*DIRECTIONS FOR THIS TASK:* Set down, word for word, every line of the listing below, starting with the one that contains "Class, indicate each instance of the embroidered" and ending with the final line. Include nothing else.
—————
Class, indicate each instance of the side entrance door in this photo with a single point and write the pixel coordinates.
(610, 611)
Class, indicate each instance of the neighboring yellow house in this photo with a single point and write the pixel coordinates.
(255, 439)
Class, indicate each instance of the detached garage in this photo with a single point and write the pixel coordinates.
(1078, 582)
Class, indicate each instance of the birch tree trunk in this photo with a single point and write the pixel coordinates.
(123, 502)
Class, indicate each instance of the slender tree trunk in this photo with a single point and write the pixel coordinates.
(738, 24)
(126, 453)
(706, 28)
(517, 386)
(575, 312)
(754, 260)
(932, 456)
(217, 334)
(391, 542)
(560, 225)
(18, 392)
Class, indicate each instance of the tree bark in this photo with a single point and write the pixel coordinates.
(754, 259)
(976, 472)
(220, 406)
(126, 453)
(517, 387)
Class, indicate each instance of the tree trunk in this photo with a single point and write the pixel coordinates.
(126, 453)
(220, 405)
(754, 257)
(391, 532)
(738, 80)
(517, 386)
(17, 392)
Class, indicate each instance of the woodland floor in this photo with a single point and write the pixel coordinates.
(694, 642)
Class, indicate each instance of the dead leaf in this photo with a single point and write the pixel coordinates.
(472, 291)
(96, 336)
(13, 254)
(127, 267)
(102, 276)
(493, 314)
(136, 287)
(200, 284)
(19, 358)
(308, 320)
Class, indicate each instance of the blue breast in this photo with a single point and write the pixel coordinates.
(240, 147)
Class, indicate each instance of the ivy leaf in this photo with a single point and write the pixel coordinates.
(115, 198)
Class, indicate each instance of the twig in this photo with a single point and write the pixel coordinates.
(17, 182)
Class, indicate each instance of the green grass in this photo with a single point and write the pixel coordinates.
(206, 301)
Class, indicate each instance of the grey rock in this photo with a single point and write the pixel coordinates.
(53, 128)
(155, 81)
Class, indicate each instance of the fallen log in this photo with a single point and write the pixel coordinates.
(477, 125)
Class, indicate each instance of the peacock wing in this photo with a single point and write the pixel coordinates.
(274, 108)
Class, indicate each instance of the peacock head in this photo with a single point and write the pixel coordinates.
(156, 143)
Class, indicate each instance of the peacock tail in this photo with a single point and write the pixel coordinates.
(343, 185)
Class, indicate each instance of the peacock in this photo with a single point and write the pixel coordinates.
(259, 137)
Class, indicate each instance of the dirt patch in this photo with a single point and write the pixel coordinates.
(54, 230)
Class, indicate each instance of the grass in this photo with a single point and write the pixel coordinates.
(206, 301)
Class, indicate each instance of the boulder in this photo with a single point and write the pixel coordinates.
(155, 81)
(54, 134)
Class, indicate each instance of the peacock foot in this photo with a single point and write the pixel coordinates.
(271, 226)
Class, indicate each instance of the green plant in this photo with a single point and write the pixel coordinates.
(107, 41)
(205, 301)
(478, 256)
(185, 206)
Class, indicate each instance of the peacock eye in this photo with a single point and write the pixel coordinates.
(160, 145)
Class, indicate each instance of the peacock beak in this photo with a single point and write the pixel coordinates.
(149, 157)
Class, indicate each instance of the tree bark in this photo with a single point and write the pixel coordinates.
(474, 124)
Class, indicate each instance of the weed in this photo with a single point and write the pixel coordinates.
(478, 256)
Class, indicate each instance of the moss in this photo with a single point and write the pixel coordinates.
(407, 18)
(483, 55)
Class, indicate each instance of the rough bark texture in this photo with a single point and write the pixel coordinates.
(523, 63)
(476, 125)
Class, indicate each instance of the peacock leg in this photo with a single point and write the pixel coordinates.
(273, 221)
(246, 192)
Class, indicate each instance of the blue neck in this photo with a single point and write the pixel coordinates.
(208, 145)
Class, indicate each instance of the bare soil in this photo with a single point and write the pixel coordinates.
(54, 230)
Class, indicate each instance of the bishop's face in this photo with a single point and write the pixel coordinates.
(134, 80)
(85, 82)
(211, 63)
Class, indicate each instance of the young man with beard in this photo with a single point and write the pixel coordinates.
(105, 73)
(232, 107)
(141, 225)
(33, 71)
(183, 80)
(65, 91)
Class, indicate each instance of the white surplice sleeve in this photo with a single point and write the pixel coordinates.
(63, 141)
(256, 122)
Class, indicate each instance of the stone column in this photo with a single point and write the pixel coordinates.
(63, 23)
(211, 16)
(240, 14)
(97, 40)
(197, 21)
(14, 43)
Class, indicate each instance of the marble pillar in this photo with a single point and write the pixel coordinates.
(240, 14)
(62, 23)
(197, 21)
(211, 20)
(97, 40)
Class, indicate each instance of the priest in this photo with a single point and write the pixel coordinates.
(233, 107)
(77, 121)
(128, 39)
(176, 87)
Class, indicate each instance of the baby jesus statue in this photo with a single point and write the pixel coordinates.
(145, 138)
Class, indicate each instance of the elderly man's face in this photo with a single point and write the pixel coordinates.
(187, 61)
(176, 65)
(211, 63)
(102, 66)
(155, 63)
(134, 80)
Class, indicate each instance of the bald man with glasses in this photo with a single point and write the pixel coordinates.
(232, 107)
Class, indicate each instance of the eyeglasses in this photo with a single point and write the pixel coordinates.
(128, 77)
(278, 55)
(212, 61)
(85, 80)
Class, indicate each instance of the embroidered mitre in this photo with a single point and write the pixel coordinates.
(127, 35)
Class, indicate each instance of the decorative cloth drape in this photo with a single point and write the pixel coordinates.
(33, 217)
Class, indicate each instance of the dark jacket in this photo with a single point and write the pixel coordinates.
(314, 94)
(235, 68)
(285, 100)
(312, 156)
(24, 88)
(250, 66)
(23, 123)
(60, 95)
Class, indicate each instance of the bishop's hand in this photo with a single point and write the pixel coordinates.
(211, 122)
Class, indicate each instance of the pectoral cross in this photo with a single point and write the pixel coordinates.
—————
*EXERCISE OUTPUT:*
Class, indicate each instance of the embroidered mitre in this photo with a single point and write the pixel coordinates.
(127, 35)
Class, indicate each instance of the decorative cloth drape in this photo with a single point and write the pixel coordinates.
(33, 217)
Class, indicate each instance of the dark jacket in this photo with a single point and write the pixel coordinates.
(314, 94)
(235, 68)
(285, 100)
(312, 156)
(24, 88)
(250, 66)
(23, 123)
(60, 95)
Class, indicate each instance of the bishop's hand in this photo with a single point and write the pixel coordinates.
(211, 122)
Class, indicate each instance of the pectoral cross in this photo with a single point and write the pixel coordinates.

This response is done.